Stored records →
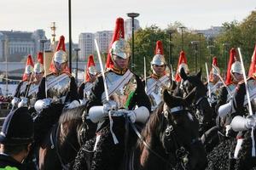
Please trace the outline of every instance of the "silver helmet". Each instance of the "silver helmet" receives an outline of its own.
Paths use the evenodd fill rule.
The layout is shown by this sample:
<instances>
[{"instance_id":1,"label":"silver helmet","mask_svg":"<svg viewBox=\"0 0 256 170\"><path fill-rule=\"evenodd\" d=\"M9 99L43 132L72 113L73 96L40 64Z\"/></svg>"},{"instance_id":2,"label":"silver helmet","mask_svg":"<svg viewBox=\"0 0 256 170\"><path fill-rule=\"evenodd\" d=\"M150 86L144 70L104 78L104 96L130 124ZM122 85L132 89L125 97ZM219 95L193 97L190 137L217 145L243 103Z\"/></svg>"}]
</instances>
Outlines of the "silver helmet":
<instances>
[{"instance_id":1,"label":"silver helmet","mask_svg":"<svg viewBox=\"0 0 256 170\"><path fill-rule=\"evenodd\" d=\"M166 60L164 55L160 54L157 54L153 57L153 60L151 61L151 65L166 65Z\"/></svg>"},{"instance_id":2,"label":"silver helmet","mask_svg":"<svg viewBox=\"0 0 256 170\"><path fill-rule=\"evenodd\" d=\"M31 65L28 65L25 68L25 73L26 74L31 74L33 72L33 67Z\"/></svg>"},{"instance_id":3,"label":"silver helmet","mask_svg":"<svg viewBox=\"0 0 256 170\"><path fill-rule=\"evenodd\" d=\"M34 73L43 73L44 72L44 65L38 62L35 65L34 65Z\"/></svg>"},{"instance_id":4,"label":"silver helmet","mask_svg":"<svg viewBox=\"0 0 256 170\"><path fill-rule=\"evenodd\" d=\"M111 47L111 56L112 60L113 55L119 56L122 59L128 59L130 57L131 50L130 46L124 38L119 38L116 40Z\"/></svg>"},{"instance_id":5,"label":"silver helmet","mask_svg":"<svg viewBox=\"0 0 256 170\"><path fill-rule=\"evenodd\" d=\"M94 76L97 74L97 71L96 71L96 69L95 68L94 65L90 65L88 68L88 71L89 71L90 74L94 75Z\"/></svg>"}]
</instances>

...

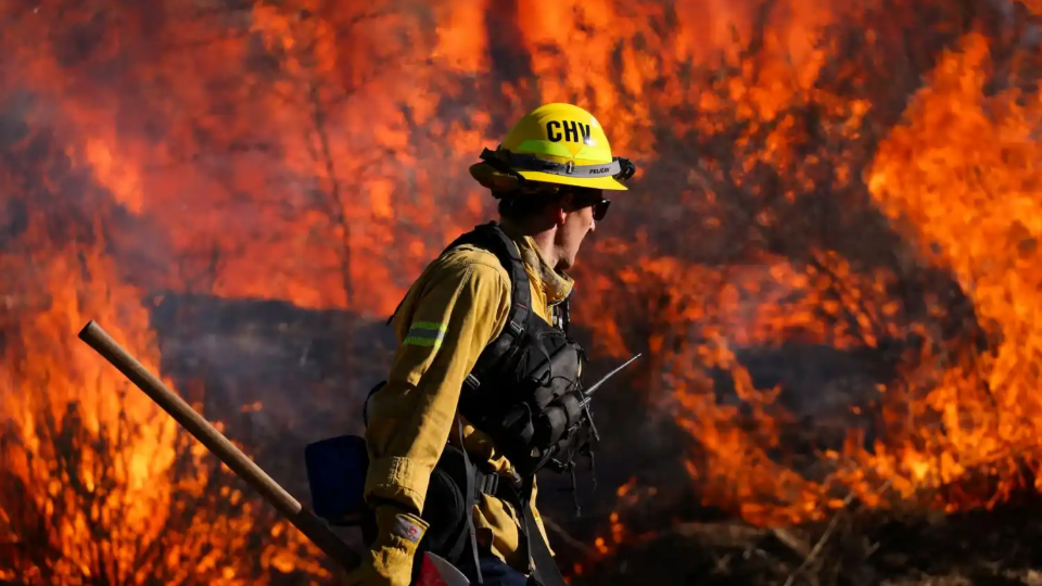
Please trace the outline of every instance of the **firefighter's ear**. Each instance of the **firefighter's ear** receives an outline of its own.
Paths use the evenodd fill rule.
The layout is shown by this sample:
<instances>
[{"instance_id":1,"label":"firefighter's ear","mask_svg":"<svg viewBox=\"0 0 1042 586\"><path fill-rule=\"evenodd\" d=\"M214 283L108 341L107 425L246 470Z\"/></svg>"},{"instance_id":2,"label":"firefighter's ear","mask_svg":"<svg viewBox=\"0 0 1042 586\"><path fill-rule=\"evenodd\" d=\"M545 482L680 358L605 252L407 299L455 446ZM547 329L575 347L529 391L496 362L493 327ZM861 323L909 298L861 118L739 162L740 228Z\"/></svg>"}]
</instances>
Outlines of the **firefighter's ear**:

EXERCISE GOAL → Please reproduce, with no changes, the part of the records above that opens with the line containing "ear** receives an outline of its own." and closes with the line containing "Outlines of the **firefighter's", both of those lines included.

CORRECT OUTPUT →
Please trace the outline of every instance of the **firefighter's ear**. Each instance of the **firefighter's ear** receives an outline of its own.
Paths use the evenodd fill rule.
The layout is shown by this sample:
<instances>
[{"instance_id":1,"label":"firefighter's ear","mask_svg":"<svg viewBox=\"0 0 1042 586\"><path fill-rule=\"evenodd\" d=\"M214 283L108 341L107 425L246 470Z\"/></svg>"},{"instance_id":2,"label":"firefighter's ear","mask_svg":"<svg viewBox=\"0 0 1042 586\"><path fill-rule=\"evenodd\" d=\"M545 482L680 358L605 252L407 299L455 446ZM547 329L575 347L529 391L496 362L493 327ZM861 323L909 298L861 118L739 162L740 228Z\"/></svg>"}]
</instances>
Outlines of the **firefighter's ear**:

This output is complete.